TEXTO PROPUESTO:
+++
24 octubre 2015

Aprender a mirar, volver a tocar

Italo Calvino retratado por Sebastião Salgado. 
(Escrito para la columna Como si fuera sábado, de la revista Estilos)

A Basilio Beliard solo le veo de vez en cuando y siempre en el mismo lugar, en los vericuetos de la librería Cuesta. Cada vez que tropezamos, intercambiamos abrazos y algún comentario sobre los libros que tenemos alrededor o llevamos en las manos.
Así pude enterarme que era un gran lector de Italo Calvino, uno de los escritores que más he releído en mi vida. Ambos alardeamos de atesorar la edición de su obra que Ciruela hizo en 32 tomos, esa que llega hasta Orlando furioso, la narración en prosa del poema de Ludovico Ariosto.
Por eso me sorprendió tanto la columna “El futuro del lector y del autor”, publicada en el periódico El Día, donde Basilio se confiesa alarmado por las nuevas reglas del juego que establecen los libros digitales. “Esa libertad que da el mundo virtual también se ha convertido en una trampa laberíntica de comunicación, que nos volverá afásicos y tartamudos”, asegura.
Comencé a escribirle un email donde le reclamaba que un lector de Calvino debería estar mejor preparado para los cambios. Pero justo en ese momento di con una noticia que me provocó pavor: Patrick Peterson acababa de imponer un record Guinness al hacerse 1.449 selfies en una hora.
Entonces decidí posponer el diálogo con Basilio hasta el próximo encuentro en Cuesta. Aunque sigo estando en desacuerdo con su visión apocalíptica del libro digital, es cierto que la democratización de los medios de comunicación ha permitido que la estupidez tenga más difusión que nunca.
Aun así, hay algo inobjetable. Las mismas boberías que dicen los libros digitales de Pablo Coelho, aparecen en los impresos en papel. El problema no está en el soporte sino en el contenido. Mi amigo Rogelio Obaya, ese personaje casi borgiano que es indispensable a la hora de explorar Cuesta, suele lamentarse del gigantesco volumen del mercado de la autoayuda.
Según Rogelio, gracias a la enorme demanda que tienen todos los subproductos mercadológicos de Coelho y sus congéneres, las librerías de hoy pueden sostenerse y continuar ofreciendo servicio a los que acudimos a ella en busca de bienes culturales.
La psicóloga Linda Henkel publicó recientemente una investigación en la Universidad de Fairfield, en Connecticut, que nos ayuda a entender lo que está ocurriendo.  Linda, después de parar a sus alumnos frente a una obra, los dividió en dos grupos.
Al primero, le pidió que retratara la obra con sus smartphones. Al segundo, se limitó a decirle que la miraran. Al día siguiente, los estudiantes que habían hecho fotografías recordaban muchos menos detalles que los que habían mirado la obra y no se llevaron consigo ninguna reproducción suya.
Los smartphones y las tabletas están cambiando para siempre nuestra manera de relacionarnos con el mundo que nos rodea. Una vez que se consigue uno de esos aparatos, nuestra mirada y nuestro tacto deben ser “reiniciados”. Debemos aprender a mirar, volver a tocar, establecer una nueva manera de relacionarnos con el entorno.
+++
MATERIAL PROPORCIONADO:
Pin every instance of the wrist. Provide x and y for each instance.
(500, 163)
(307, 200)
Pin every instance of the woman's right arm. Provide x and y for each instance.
+++
REQUISITOS DEL EJERCICIO:
1: Según el texto, ¿en qué universidad publicó Linda Henkel su investigación?
2: Reproduce sin ningún cambio el fragmento del texto que va desde "A Basilio Beliard" hasta "de Ludovico Ariosto.".
No es necesario consultar el material para resolver lo que se pide.

RESPUESTAS POR CONSIGNA:
1: En la Universidad de Fairfield, en Connecticut.

2:
A Basilio Beliard solo le veo de vez en cuando y siempre en el mismo lugar, en los vericuetos de la librería Cuesta. Cada vez que tropezamos, intercambiamos abrazos y algún comentario sobre los libros que tenemos alrededor o llevamos en las manos.
Así pude enterarme que era un gran lector de Italo Calvino, uno de los escritores que más he releído en mi vida. Ambos alardeamos de atesorar la edición de su obra que Ciruela hizo en 32 tomos, esa que llega hasta Orlando furioso, la narración en prosa del poema de Ludovico Ariosto.